Exercise
Please revise the records below by changing "Target" to "Label" wherever it appears, leaving everything else untouched.

══════════

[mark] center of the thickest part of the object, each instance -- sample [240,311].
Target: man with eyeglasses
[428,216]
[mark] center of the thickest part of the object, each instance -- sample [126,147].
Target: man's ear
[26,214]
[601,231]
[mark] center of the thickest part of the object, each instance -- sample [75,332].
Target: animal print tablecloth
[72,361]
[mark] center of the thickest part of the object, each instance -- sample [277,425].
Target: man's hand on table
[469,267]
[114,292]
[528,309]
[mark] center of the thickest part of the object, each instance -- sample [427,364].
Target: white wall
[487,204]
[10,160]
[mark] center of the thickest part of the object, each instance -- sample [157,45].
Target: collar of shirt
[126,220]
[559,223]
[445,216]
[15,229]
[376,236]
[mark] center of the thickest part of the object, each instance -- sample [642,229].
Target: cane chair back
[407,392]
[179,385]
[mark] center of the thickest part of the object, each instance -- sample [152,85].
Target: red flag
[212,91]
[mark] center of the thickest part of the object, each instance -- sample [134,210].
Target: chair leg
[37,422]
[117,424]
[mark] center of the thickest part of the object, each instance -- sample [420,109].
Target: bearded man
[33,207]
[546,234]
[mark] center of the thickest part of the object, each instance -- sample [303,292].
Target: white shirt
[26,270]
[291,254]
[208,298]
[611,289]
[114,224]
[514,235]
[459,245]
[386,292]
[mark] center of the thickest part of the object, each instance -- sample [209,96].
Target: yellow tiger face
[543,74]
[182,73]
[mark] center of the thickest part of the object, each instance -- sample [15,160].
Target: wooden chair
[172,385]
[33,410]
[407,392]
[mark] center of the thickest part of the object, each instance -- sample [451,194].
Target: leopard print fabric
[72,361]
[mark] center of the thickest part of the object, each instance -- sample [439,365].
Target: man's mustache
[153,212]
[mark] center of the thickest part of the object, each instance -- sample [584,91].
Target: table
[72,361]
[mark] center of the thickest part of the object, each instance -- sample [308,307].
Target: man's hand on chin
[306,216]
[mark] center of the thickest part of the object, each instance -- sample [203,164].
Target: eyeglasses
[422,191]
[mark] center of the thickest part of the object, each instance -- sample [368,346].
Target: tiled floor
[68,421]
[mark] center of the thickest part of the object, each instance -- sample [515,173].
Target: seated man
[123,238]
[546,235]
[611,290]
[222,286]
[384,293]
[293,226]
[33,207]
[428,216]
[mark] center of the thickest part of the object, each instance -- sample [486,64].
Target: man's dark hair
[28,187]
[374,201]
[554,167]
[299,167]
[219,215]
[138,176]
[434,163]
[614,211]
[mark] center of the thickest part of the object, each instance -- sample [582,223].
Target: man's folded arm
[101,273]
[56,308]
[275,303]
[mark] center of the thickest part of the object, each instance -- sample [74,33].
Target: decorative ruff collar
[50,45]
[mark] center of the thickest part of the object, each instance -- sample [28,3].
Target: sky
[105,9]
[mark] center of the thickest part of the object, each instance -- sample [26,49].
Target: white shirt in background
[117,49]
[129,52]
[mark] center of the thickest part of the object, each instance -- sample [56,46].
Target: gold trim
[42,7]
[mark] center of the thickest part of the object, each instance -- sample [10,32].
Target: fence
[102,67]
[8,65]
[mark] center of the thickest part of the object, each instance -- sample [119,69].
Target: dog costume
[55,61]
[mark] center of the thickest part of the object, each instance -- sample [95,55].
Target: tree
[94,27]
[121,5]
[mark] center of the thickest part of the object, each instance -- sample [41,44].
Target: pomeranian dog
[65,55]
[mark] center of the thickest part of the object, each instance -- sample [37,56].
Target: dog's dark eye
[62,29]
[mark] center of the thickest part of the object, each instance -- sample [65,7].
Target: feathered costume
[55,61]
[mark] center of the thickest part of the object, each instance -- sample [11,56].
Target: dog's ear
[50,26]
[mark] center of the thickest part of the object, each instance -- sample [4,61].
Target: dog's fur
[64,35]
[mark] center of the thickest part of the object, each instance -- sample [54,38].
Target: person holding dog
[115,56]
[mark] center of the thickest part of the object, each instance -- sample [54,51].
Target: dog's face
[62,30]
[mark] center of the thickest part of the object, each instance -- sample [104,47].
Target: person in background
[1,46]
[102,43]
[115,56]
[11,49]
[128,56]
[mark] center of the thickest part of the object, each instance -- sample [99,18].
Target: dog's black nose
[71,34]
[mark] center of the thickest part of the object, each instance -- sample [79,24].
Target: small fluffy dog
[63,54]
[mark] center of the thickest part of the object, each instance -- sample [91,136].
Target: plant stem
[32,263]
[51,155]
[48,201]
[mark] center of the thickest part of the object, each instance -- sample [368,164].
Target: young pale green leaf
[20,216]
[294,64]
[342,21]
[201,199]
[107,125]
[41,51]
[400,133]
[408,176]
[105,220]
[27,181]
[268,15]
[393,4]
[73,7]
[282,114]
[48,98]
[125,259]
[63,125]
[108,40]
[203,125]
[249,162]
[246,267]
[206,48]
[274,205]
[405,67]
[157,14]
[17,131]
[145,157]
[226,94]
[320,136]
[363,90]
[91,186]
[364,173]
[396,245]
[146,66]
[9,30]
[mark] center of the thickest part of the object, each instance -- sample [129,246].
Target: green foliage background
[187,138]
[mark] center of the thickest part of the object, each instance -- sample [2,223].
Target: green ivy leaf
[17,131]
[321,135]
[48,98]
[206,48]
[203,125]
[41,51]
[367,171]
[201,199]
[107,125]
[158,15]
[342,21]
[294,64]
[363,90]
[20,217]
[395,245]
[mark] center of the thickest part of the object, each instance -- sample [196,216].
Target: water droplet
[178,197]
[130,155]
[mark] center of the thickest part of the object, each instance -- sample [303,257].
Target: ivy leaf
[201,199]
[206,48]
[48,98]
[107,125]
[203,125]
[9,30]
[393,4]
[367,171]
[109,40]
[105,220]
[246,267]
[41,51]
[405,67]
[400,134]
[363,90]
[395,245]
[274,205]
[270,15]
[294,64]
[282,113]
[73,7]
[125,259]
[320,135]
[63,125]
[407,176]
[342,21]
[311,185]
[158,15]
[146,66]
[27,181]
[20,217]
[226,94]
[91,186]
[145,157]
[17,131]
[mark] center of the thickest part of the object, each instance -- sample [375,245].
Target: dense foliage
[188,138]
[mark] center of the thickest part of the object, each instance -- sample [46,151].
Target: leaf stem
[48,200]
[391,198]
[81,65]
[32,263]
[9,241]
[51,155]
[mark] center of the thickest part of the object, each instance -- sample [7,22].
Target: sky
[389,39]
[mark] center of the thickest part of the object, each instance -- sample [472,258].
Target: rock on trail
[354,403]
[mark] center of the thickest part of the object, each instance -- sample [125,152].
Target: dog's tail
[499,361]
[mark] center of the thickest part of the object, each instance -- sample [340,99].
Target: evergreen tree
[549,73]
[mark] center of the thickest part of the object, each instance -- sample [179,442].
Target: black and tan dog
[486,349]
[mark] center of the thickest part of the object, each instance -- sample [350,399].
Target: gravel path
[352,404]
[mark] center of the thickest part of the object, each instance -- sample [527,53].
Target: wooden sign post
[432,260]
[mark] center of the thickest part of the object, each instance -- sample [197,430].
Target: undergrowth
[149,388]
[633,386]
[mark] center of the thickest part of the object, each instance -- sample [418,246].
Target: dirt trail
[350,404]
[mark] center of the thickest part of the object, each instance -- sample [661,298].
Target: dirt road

══════════

Result of this task
[mark] center of the thickest part of the object, each instance -- sample [240,311].
Label: man with eyeglasses
[428,216]
[mark] center of the thickest part of the object, each instance -- sample [126,147].
Label: man's ear
[26,214]
[601,231]
[mark] center of the thickest part of the object, each instance -- sample [75,332].
Label: animal print tablecloth
[72,361]
[mark] center of the thickest part of the object, each instance -- sample [277,425].
Label: man's hand on table
[469,267]
[114,292]
[528,309]
[mark] center of the thickest part of the object, each instance -- sample [427,364].
Label: white wall
[487,204]
[10,160]
[mark] center of the thickest part of the object, each instance -- sample [157,45].
Label: collar of shirt
[126,220]
[559,223]
[445,216]
[15,229]
[376,236]
[mark] center of the thickest part of the object, each instance -- sample [642,229].
Label: cane chair back
[407,392]
[179,385]
[mark] center of the thickest part of the object, each instance -- sample [152,85].
Label: red flag
[212,91]
[mark] center of the thickest part of the object, each instance -- sample [134,210].
Label: chair leg
[37,422]
[117,424]
[mark] center of the thickest part of the object, each instance -- sample [420,109].
Label: bearded man
[33,207]
[546,234]
[mark] center of the thickest part of the object, each instance -- sample [303,292].
Label: white shirt
[26,270]
[291,254]
[208,298]
[611,289]
[114,224]
[514,235]
[459,245]
[386,292]
[mark] center of the thickest part of the object, each instance -- sample [209,96].
Label: yellow tiger face
[543,74]
[182,73]
[mark] center of the thickest part of the object, each instance -- sample [15,160].
Label: wooden chair
[172,385]
[33,410]
[407,392]
[mark] center of the thickest part of the object, each instance -- sample [451,194].
Label: leopard print fabric
[72,361]
[mark] center of the thickest part of the object, each instance -- sample [439,365].
Label: man's mustache
[153,212]
[mark] center of the thickest part of the object, each instance -- sample [584,91].
Label: table
[72,361]
[mark] center of the thickest part of the object, each instance -- sample [308,307].
Label: man's hand on chin
[306,216]
[mark] center of the thickest part of the object, each instance -- sample [203,164].
Label: eyeglasses
[422,191]
[mark] center of the thickest part of the object, each instance -- sample [368,346].
Label: tiled floor
[68,421]
[mark] center of the thickest part of the object, each instance -- sample [515,173].
Label: seated man
[123,238]
[546,235]
[611,290]
[222,286]
[384,293]
[293,226]
[33,207]
[428,216]
[mark] center of the thickest part of the object, each instance -- sample [486,64].
Label: man's dark hair
[28,187]
[374,201]
[554,167]
[299,167]
[219,215]
[138,176]
[434,163]
[614,211]
[mark] center of the thickest part of the object, each instance -- sample [582,223].
Label: man's folded arm
[101,273]
[56,308]
[275,303]
[mark] center of the thickest part of the object, each instance -- sample [74,33].
Label: decorative ruff collar
[50,45]
[mark] center of the thickest part of the object, each instance -- sample [28,3].
Label: sky
[105,9]
[mark] center of the thickest part of the object, each instance -- sample [26,49].
Label: white shirt in background
[117,49]
[129,52]
[mark] center of the thickest part of the object, each instance -- sample [56,46].
Label: gold trim
[42,7]
[mark] center of the thickest part of the object, each instance -- sample [10,32].
Label: fence
[102,67]
[8,65]
[mark] center of the thickest part of the object, each instance -- sample [119,69].
Label: dog costume
[55,61]
[mark] center of the thickest part of the object, each instance -- sample [95,55].
Label: tree
[94,27]
[121,5]
[mark] center of the thickest part of the object, each instance -- sample [41,44].
Label: pomeranian dog
[65,55]
[mark] center of the thickest part of the object, each instance -- sample [37,56].
Label: dog's dark eye
[62,29]
[mark] center of the thickest part of the object, each instance -- sample [65,7].
Label: feathered costume
[55,61]
[mark] center of the thickest part of the object, each instance -- sample [11,56].
Label: dog's ear
[50,26]
[mark] center of the thickest part of the object, each instance -- sample [4,61].
Label: dog's fur
[64,35]
[mark] center of the thickest part of the object, each instance -- sample [54,38].
Label: person holding dog
[115,56]
[mark] center of the thickest part of the object, each instance -- sample [54,51].
Label: dog's face
[62,30]
[mark] center of the thickest part of the object, each instance -- sample [104,47].
Label: person in background
[1,46]
[102,43]
[115,56]
[11,49]
[128,56]
[mark] center of the thickest part of the object, each instance -- sample [99,18].
Label: dog's black nose
[71,34]
[mark] center of the thickest part of the object, each instance -- sample [79,24].
Label: small fluffy dog
[63,54]
[mark] center of the thickest part of the object, each instance -- sample [91,136].
Label: plant stem
[32,263]
[51,155]
[48,201]
[mark] center of the thickest part of the object, each instance -- sample [368,164].
Label: young pale green leaf
[20,216]
[294,64]
[342,21]
[201,199]
[107,125]
[41,51]
[400,133]
[408,176]
[105,220]
[27,181]
[268,15]
[393,4]
[73,7]
[282,114]
[48,98]
[125,259]
[63,125]
[108,40]
[203,125]
[249,162]
[246,267]
[206,48]
[274,205]
[405,67]
[157,14]
[17,131]
[145,157]
[226,94]
[320,136]
[363,90]
[91,186]
[364,173]
[396,245]
[146,66]
[9,30]
[mark] center of the thickest part of the object, each instance -- sample [129,246].
Label: green foliage background
[187,138]
[mark] center of the thickest part of the object, each instance -- sample [2,223].
Label: green ivy leaf
[17,131]
[321,135]
[48,98]
[206,48]
[203,125]
[41,51]
[367,171]
[201,199]
[107,125]
[158,15]
[342,21]
[294,64]
[363,90]
[20,217]
[395,245]
[mark] center of the thickest part of the object, each instance -- sample [196,216].
Label: water droplet
[178,197]
[130,155]
[mark] center of the thickest part of the object, each instance -- sample [303,257].
Label: ivy leaf
[201,199]
[206,48]
[48,98]
[107,125]
[203,125]
[9,30]
[393,4]
[367,171]
[109,40]
[105,220]
[246,267]
[41,51]
[405,67]
[400,134]
[363,90]
[395,245]
[274,205]
[270,15]
[294,64]
[282,113]
[73,7]
[125,259]
[320,135]
[63,125]
[407,176]
[342,21]
[311,185]
[158,15]
[146,66]
[27,181]
[20,217]
[226,94]
[91,186]
[145,157]
[17,131]
[mark] center of the thickest part of the object, each instance -- sample [375,245].
Label: dense foliage
[188,138]
[mark] center of the thickest part of the object, each instance -- sample [46,151].
Label: leaf stem
[48,200]
[391,198]
[81,65]
[32,263]
[9,241]
[51,155]
[mark] center of the thickest part of the object, each instance -- sample [7,22].
Label: sky
[389,39]
[mark] center of the thickest part of the object, each instance -- sample [472,258].
Label: rock on trail
[354,403]
[mark] center of the thickest part of the object, each instance -- sample [125,152].
Label: dog's tail
[499,361]
[mark] center of the thickest part of the object, each instance -- sample [340,99].
Label: evergreen tree
[549,73]
[mark] center of the thickest part of the object, each instance -- sample [179,442].
Label: black and tan dog
[486,349]
[mark] center of the thickest part of the object, each instance -- sample [350,399].
Label: gravel path
[352,404]
[mark] center of the thickest part of the object, each instance -- sample [527,53].
Label: wooden sign post
[432,260]
[mark] center of the thickest part of the object, each instance -- sample [197,430].
Label: undergrowth
[149,388]
[633,386]
[mark] center of the thickest part of the object, each instance -- sample [418,246].
Label: dirt trail
[350,404]
[mark] center of the thickest part of the object, each instance -- sample [661,298].
Label: dirt road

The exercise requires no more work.